PROBLEM DETAILS>
Exactly as they appear, output all of the entries.
/---
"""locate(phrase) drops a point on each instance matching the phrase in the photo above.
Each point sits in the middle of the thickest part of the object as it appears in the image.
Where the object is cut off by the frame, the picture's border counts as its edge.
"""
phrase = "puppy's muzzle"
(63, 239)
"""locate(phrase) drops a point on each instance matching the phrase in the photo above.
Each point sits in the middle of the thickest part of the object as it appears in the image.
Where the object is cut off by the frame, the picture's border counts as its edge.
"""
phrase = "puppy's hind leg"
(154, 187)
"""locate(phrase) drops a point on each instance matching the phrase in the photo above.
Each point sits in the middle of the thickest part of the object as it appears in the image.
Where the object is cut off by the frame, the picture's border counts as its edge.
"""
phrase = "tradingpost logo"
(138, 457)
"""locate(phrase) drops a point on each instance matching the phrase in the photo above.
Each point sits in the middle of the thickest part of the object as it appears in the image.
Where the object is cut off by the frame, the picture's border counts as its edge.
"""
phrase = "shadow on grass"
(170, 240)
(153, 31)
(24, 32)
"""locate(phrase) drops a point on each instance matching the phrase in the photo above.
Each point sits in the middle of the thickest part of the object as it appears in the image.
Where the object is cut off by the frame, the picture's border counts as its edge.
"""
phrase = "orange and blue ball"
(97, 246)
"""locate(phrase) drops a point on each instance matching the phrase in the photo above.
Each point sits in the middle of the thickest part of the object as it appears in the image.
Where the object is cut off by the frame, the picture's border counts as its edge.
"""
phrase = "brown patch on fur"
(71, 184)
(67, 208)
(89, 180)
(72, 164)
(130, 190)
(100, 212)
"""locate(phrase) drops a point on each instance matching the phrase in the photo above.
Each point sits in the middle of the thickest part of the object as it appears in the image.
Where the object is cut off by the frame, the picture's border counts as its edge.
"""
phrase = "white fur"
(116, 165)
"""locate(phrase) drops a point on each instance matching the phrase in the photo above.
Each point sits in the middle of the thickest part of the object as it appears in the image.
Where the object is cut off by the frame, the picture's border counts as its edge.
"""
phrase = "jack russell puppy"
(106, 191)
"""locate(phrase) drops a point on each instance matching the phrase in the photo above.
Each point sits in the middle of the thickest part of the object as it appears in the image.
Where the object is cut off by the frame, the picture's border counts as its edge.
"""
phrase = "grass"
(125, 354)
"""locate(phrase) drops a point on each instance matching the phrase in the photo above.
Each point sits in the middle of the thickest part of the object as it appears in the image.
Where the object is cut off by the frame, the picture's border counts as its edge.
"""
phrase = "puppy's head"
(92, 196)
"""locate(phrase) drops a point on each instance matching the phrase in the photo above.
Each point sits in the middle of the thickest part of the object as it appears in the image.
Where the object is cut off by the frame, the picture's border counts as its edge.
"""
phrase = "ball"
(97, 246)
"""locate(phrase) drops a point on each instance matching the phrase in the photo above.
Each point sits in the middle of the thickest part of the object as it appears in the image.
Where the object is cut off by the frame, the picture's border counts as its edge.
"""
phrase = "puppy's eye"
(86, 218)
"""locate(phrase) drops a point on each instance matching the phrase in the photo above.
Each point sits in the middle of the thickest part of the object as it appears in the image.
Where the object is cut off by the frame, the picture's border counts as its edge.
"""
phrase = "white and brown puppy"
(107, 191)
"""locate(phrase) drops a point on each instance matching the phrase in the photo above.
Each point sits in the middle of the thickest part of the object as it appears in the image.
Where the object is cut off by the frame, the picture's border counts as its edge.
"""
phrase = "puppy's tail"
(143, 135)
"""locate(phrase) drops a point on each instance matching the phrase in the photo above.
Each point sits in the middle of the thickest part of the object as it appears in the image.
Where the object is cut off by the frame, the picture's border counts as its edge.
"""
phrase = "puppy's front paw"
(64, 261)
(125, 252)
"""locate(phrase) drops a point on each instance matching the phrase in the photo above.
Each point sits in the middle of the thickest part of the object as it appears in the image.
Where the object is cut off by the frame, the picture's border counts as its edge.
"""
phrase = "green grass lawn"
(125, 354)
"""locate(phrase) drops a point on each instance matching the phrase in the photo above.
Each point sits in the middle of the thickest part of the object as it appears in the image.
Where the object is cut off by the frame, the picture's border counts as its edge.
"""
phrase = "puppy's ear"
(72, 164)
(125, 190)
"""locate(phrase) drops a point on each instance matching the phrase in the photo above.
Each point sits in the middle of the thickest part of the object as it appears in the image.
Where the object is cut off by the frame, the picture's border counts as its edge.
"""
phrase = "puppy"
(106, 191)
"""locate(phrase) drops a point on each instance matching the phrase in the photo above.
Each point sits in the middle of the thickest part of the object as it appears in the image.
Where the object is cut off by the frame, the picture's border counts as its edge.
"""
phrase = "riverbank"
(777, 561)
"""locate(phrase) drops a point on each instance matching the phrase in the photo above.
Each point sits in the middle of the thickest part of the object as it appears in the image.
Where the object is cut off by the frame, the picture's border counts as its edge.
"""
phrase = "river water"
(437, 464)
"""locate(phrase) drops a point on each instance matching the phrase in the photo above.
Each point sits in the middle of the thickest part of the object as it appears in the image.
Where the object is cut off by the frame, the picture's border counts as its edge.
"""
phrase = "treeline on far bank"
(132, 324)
\---
TASK RESPONSE>
"""locate(phrase) drops a point on each instance matching the phrase in the photo above.
Each point sits in the middle of the thickest part of the object as it appears in the image.
Where the object is cut off by the frame, the picture's border counts as its edge.
"""
phrase = "puppy's muzzle"
(63, 239)
"""locate(phrase) drops a point on each instance matching the phrase in the photo above.
Each point sits in the middle of the thickest part of the object as it appears in the image.
Where the object is cut off by the frame, the picture's border counts as its edge.
"""
phrase = "puppy's hind leg"
(154, 187)
"""locate(phrase) drops a point on each instance matching the phrase in the photo above.
Each point sits in the middle of the thickest part of the object as it appears in the image.
Where the object is cut off by the frame, the picture's border counts as its edge.
"""
phrase = "tradingpost logo"
(138, 457)
"""locate(phrase) drops a point on each instance matching the phrase in the photo above.
Each point sits in the middle of the thickest part of the object as it appears in the image.
Where the object is cut off by the frame, the picture's border counts as its edge.
"""
phrase = "shadow on grass"
(170, 240)
(153, 31)
(24, 32)
"""locate(phrase) drops a point on each instance matching the phrase in the photo above.
Each point sits in the middle of the thickest part of the object as it appears in the image.
Where the object is cut off by the frame, the picture's border counts as its edge.
"""
phrase = "orange and blue ball"
(97, 246)
"""locate(phrase) drops a point on each instance matching the phrase in the photo above.
Each point sits in the middle of the thickest part of the object as it appears in the image.
Where the object is cut off by the frame, the picture's border counts as its edge.
"""
phrase = "brown patch on fur"
(71, 184)
(67, 208)
(89, 180)
(72, 164)
(130, 190)
(100, 212)
"""locate(phrase) drops a point on each instance matching the phrase in the photo above.
Each point sits in the middle of the thickest part of the object as it appears in the image.
Where the object is cut off by the frame, the picture's border counts as its edge.
"""
phrase = "white fur"
(116, 165)
"""locate(phrase) drops a point on each instance matching the phrase in the photo above.
Each point sits in the middle of the thickest part of the object as it appears in the image.
Where the object is cut off by the frame, the picture's border counts as its edge.
"""
phrase = "jack russell puppy"
(106, 191)
"""locate(phrase) drops a point on each instance matching the phrase in the photo above.
Each point sits in the middle of the thickest part of the object as it appears in the image.
Where the object is cut off by the frame, the picture's border counts as its edge.
"""
phrase = "grass"
(125, 354)
"""locate(phrase) drops a point on each instance matching the phrase in the photo above.
Each point sits in the middle of the thickest part of the object as it appears in the image.
Where the object is cut off by the frame, the picture's border counts as its edge.
"""
phrase = "puppy's head"
(92, 196)
"""locate(phrase) drops a point on each instance matching the phrase in the photo above.
Each point sits in the middle of the thickest part of the object as it appears in the image.
Where the object is cut off by the frame, the picture's border counts as its edge.
"""
phrase = "ball"
(97, 246)
"""locate(phrase) drops a point on each instance matching the phrase in the photo above.
Each point sits in the middle of the thickest part of the object as it appears in the image.
Where the object is cut off by the frame, the picture's border counts as its edge.
"""
phrase = "puppy's eye"
(86, 218)
"""locate(phrase) drops a point on each instance matching the phrase in the photo above.
Each point sits in the middle of the thickest part of the object as it appears in the image.
Where the object is cut off by the frame, the picture's border counts as its edge.
"""
phrase = "white and brown puppy"
(107, 191)
"""locate(phrase) drops a point on each instance matching the phrase in the photo above.
Each point sits in the middle of the thickest part of the object as it appears in the image.
Where the object is cut off by the frame, the picture's border counts as its edge.
"""
phrase = "puppy's tail"
(143, 135)
"""locate(phrase) drops a point on each instance matching the phrase in the photo above.
Each point sits in the middle of the thickest part of the object as it appears in the image.
Where the object is cut off by the frame, the picture's border counts as its edge.
"""
phrase = "puppy's front paw"
(64, 261)
(125, 252)
"""locate(phrase) drops a point on each instance matching the phrase in the photo above.
Each point sits in the middle of the thickest part of the object as it appears in the image.
Where the object is cut off by the frame, the picture's border counts as its edge.
"""
phrase = "green grass lawn"
(125, 354)
"""locate(phrase) drops a point on each instance matching the phrase in the photo above.
Each point sits in the middle of the thickest part of the object as it appears in the image.
Where the object is cut off by the frame, the picture's border counts as its edge.
"""
phrase = "puppy's ear"
(72, 164)
(125, 190)
"""locate(phrase) drops a point on each instance matching the phrase in the photo above.
Each point sits in the middle of the thickest part of the object as it appears in the image.
Where the object is cut off by the frame, the picture's border counts as its edge.
"""
phrase = "puppy"
(106, 191)
"""locate(phrase) drops a point on each instance matching the phrase in the photo above.
Each point sits in the middle of the thickest part of the object as it appears in the image.
Where the object is cut off by the frame, the picture's border counts as its edge.
"""
phrase = "riverbank"
(777, 561)
"""locate(phrase) drops a point on each instance matching the phrase in the photo above.
Each point sits in the middle of the thickest part of the object as it appears in the image.
Where the object is cut off by the frame, the picture's border counts as its edge.
"""
phrase = "river water"
(437, 464)
"""locate(phrase) drops a point on each instance matching the phrase in the photo above.
Each point sits in the middle of the thickest part of the object as it appears in the image.
Where the object is cut off by the frame, the picture's border counts as its edge.
"""
phrase = "treeline on far bank"
(132, 324)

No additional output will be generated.